▶ [STATED TASK]: Report how many lines of the listing below contain the string "sleeve", treating uppercase and lowercase letters as different. Give only the number.

▶ [DATA]:
=-=-=-=-=
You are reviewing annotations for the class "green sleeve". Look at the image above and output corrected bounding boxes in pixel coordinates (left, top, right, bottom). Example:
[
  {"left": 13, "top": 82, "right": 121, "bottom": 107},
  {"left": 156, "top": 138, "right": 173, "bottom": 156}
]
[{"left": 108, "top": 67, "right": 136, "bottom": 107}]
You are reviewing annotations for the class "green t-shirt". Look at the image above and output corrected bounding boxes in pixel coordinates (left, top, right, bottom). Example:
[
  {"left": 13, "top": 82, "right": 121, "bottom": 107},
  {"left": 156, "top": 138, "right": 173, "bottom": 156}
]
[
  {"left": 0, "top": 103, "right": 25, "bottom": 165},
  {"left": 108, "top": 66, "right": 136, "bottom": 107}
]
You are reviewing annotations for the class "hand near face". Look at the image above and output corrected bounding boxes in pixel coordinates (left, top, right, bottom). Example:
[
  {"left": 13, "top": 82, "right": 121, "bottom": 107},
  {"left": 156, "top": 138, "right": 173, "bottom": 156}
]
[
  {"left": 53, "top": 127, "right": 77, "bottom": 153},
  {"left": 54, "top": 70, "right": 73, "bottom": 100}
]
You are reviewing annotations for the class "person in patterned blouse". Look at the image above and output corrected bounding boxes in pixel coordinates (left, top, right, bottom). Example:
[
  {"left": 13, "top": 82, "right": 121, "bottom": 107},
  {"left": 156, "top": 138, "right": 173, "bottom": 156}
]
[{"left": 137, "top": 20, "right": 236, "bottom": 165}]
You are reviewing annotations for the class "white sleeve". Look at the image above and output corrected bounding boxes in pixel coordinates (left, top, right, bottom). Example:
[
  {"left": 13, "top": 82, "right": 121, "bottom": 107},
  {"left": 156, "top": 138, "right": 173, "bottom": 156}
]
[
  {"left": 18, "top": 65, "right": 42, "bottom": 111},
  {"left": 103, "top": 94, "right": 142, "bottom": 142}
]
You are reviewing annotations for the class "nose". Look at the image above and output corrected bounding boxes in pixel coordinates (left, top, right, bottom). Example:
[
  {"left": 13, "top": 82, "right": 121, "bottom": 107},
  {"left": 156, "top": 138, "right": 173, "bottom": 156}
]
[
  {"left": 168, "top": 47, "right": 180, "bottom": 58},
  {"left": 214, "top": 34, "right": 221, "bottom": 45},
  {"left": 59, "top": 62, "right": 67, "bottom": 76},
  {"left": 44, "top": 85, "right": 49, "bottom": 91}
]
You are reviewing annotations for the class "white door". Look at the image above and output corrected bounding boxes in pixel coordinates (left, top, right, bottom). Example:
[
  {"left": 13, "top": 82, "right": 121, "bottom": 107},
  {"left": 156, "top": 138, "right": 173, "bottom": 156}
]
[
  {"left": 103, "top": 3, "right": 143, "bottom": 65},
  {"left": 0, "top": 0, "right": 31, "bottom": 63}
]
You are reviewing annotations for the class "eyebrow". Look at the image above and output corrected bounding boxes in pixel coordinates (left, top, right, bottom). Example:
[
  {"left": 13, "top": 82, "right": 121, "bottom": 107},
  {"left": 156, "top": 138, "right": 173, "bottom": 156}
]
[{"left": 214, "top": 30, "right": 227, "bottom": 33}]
=-=-=-=-=
▶ [SOLVED PROBLEM]: 2